## TO DO
Convert the lines of the items below into a JSON list of strings, with one string per line and any blank lines omitted. Begin at the line that contains "Object = gold orb on dome" and stop after the line that contains "left=85, top=556, right=128, bottom=612", keeping both of those lines in the list.

-----

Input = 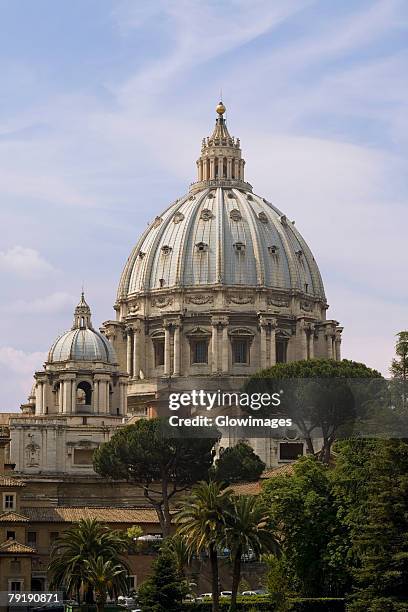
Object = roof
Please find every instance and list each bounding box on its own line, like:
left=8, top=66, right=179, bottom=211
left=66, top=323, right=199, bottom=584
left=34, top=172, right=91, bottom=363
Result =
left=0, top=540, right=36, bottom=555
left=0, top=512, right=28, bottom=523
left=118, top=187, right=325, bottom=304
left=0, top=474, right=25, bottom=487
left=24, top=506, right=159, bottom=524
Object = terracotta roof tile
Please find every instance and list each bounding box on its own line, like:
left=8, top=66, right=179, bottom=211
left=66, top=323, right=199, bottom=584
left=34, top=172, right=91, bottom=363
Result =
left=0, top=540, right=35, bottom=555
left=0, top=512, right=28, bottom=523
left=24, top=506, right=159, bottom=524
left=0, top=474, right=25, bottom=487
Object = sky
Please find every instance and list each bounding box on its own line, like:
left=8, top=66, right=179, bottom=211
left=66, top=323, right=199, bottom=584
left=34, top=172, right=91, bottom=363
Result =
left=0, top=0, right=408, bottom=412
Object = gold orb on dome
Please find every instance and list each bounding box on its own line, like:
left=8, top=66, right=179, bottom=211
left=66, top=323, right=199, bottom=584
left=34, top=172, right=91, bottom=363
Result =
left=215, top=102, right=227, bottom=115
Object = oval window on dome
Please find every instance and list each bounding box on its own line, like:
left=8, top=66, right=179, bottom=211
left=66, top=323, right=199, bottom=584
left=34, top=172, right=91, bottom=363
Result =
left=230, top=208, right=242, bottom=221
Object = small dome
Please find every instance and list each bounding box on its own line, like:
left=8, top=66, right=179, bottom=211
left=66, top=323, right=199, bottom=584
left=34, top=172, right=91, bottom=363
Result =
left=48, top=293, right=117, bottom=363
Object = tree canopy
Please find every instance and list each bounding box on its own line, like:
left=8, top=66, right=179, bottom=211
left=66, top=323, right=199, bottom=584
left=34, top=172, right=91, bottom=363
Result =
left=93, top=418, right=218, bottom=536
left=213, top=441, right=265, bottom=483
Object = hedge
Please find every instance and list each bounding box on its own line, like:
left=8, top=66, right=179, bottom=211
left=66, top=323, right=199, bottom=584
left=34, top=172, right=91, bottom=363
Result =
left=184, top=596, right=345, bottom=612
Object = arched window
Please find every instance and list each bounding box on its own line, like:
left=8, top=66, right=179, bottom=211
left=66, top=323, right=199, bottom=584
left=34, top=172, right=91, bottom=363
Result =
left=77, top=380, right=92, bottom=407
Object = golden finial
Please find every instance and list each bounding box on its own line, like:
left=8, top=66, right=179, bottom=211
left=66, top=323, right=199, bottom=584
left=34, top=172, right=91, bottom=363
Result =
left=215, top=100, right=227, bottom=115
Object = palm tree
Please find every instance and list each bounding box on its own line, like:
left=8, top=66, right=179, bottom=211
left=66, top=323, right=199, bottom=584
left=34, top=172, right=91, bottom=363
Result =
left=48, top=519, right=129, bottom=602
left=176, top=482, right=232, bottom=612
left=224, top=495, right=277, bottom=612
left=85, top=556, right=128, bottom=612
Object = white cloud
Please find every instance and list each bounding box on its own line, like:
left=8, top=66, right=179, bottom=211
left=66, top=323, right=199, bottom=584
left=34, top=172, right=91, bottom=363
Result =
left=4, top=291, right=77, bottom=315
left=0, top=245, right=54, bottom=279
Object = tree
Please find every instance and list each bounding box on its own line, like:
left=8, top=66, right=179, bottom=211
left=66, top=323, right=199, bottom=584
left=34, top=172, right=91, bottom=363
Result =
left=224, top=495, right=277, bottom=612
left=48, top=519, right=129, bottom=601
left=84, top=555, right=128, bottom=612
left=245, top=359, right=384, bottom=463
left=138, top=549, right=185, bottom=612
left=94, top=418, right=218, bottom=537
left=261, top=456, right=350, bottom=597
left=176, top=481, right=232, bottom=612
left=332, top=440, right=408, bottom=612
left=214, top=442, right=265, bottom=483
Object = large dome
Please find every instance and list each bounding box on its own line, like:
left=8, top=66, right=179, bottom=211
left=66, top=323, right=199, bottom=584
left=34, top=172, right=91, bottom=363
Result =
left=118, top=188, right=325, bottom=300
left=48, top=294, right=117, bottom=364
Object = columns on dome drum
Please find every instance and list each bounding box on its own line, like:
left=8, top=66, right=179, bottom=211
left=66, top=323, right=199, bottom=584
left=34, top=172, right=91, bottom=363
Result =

-----

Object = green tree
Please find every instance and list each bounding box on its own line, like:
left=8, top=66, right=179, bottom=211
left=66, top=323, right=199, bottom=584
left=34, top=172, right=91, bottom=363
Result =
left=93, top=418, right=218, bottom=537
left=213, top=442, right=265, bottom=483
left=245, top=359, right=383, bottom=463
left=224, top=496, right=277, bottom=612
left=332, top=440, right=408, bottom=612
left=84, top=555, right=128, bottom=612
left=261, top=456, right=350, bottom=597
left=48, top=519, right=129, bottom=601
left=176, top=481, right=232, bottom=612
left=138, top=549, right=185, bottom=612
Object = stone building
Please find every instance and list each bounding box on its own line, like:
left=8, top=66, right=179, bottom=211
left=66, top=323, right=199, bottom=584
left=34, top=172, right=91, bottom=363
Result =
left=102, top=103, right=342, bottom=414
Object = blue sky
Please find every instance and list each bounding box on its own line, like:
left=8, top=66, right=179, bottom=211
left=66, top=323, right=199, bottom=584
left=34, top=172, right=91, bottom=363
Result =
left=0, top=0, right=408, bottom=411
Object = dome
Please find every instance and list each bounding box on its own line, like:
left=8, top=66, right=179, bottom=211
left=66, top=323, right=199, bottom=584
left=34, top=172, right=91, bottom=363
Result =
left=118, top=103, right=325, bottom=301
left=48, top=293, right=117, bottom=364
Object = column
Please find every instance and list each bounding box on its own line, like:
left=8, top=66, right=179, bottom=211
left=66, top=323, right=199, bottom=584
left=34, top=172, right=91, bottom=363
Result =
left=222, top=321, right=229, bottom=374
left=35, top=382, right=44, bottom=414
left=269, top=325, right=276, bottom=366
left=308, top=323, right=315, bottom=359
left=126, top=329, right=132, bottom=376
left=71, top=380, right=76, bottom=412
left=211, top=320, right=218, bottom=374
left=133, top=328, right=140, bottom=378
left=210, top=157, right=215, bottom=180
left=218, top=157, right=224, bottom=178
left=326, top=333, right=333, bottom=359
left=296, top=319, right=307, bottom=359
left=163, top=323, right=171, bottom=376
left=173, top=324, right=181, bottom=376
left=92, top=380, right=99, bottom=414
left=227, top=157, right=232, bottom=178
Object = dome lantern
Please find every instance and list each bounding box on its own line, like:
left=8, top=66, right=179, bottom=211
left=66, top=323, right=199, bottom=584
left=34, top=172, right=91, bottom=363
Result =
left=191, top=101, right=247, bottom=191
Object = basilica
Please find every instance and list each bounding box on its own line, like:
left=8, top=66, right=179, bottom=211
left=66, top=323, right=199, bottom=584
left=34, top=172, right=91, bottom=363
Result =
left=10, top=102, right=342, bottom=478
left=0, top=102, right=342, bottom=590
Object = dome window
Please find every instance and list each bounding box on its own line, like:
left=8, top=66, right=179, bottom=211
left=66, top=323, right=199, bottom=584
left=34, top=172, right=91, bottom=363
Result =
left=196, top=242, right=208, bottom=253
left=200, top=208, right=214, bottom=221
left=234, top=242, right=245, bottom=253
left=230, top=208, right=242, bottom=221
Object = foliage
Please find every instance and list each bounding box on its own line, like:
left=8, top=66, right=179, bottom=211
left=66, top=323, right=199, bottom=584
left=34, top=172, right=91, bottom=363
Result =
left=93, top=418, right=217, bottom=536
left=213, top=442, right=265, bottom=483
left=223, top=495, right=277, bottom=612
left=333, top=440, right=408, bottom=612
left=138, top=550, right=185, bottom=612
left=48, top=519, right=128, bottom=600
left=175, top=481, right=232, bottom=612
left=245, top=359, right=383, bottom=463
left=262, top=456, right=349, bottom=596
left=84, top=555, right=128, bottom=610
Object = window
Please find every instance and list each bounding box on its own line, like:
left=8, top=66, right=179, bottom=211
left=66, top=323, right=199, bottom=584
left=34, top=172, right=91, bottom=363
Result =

-----

## WRITTEN SOLUTION
[
  "Object = gold orb on dome",
  "Please find every instance and list each bounding box on its own line, like:",
  "left=8, top=66, right=179, bottom=211",
  "left=66, top=323, right=199, bottom=584",
  "left=34, top=172, right=91, bottom=363",
  "Result =",
  "left=215, top=102, right=227, bottom=115",
  "Object = oval window on dome",
  "Please find every instance and list each bounding box on its own line, like:",
  "left=8, top=66, right=179, bottom=211",
  "left=66, top=323, right=199, bottom=584",
  "left=34, top=172, right=91, bottom=363",
  "Result =",
  "left=230, top=208, right=242, bottom=221",
  "Object = small dome",
  "Please find every instance and list each bounding box on its own line, like:",
  "left=8, top=66, right=179, bottom=211",
  "left=66, top=323, right=199, bottom=584",
  "left=34, top=172, right=91, bottom=363",
  "Result =",
  "left=48, top=293, right=117, bottom=363",
  "Object = tree canopy",
  "Please find every instance and list each bounding box on its own line, like:",
  "left=8, top=66, right=179, bottom=211",
  "left=66, top=323, right=199, bottom=584",
  "left=34, top=172, right=91, bottom=363",
  "Result =",
  "left=93, top=418, right=218, bottom=536",
  "left=213, top=441, right=265, bottom=483",
  "Object = hedge",
  "Please find every instance and list each bounding box on its own line, like:",
  "left=8, top=66, right=179, bottom=211",
  "left=66, top=323, right=199, bottom=584",
  "left=34, top=172, right=91, bottom=363",
  "Result =",
  "left=184, top=596, right=345, bottom=612",
  "Object = arched window",
  "Please find every instance and list each bounding box on its own line, like:",
  "left=8, top=66, right=179, bottom=211",
  "left=66, top=323, right=199, bottom=584",
  "left=34, top=172, right=91, bottom=363",
  "Result =",
  "left=77, top=380, right=92, bottom=407",
  "Object = golden finial",
  "Please find every instance and list each bounding box on its own line, like:",
  "left=8, top=66, right=179, bottom=211",
  "left=66, top=323, right=199, bottom=584",
  "left=34, top=172, right=91, bottom=363",
  "Result =",
  "left=215, top=100, right=227, bottom=115",
  "Object = palm tree",
  "Please find every instance and list each bounding box on its own line, like:",
  "left=8, top=66, right=179, bottom=211",
  "left=66, top=323, right=199, bottom=584",
  "left=34, top=172, right=91, bottom=363",
  "Result =",
  "left=48, top=519, right=129, bottom=602",
  "left=176, top=482, right=232, bottom=612",
  "left=224, top=495, right=277, bottom=612",
  "left=85, top=556, right=128, bottom=612"
]